● **Written task**
Render every line of the rows below as a JSON list of strings, one string per line, omitting blank lines and excluding the pictures.

● **Task inputs**
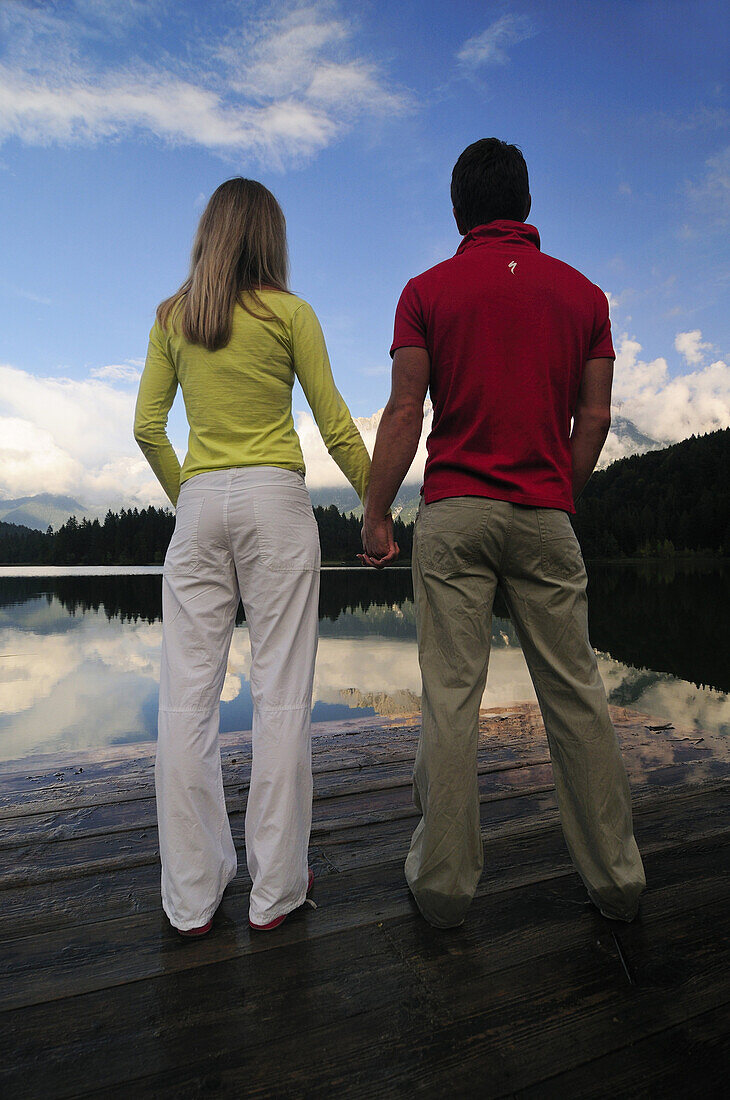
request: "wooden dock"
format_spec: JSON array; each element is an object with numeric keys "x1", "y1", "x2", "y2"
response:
[{"x1": 0, "y1": 705, "x2": 730, "y2": 1100}]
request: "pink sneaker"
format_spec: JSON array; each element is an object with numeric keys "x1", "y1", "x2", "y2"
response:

● **Problem solution**
[
  "request: \"wooden dock\"",
  "format_spec: JSON array; each element is an object with numeric keys \"x1\", \"y1\", \"x2\", \"y2\"",
  "response:",
  "[{\"x1\": 0, \"y1\": 705, \"x2\": 730, \"y2\": 1100}]",
  "request: \"pink sneaker\"",
  "format_spec: JSON array; each element is an object with numeric keys \"x1\", \"y1\", \"x2\", \"y2\"",
  "response:"
]